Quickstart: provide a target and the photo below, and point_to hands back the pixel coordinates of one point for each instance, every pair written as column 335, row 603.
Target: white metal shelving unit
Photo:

...

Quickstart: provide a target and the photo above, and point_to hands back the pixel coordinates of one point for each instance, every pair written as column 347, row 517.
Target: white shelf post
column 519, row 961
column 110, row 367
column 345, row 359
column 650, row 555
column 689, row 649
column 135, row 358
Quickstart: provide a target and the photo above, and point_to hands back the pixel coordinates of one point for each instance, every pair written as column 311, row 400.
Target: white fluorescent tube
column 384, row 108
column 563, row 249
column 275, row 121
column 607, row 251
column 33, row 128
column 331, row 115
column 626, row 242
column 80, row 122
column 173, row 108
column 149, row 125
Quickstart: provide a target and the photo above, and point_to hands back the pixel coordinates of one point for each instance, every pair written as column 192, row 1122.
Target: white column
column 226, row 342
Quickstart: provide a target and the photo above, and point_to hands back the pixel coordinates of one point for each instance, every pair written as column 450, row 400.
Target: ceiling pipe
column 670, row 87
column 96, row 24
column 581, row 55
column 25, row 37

--

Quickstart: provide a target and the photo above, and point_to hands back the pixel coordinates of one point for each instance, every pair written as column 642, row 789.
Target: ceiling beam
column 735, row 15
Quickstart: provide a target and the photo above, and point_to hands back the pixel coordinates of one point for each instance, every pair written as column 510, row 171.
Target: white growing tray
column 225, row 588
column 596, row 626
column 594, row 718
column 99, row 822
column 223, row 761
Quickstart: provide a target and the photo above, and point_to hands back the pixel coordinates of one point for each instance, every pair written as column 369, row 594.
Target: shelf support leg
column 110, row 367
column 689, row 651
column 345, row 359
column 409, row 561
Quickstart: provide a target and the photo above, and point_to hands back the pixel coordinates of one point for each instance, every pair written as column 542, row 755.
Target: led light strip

**TASK STATEMENT:**
Can you reproduce the material word for word, starting at the line that contains "347, row 517." and ending after the line that contains "column 25, row 37"?

**FINISHED EXERCISE:**
Quickstart: provide a target and the photo above, and point_to hands back the pixel coordinates of one point for each instance, every pair written as column 347, row 517.
Target: white shelf post
column 519, row 961
column 110, row 367
column 345, row 359
column 650, row 555
column 689, row 649
column 135, row 358
Quickstart: provide a target and the photo above, and point_to hands back the pixel coordinates of one point for each instance, every pair written as column 311, row 400.
Target: white fluorescent tube
column 384, row 108
column 563, row 249
column 275, row 121
column 607, row 251
column 33, row 128
column 331, row 115
column 626, row 242
column 80, row 122
column 173, row 108
column 149, row 125
Quickstart: provide a target and the photo above, and point_to hands back the pixel coordinates of one point for each instance, every pair written as column 192, row 1122.
Target: white column
column 226, row 342
Quickstart: provide a target and the photo above, and point_to hands back the pixel coordinates of one point for each instance, every pair written as column 450, row 400.
Target: ceiling pipe
column 670, row 87
column 96, row 24
column 581, row 55
column 25, row 37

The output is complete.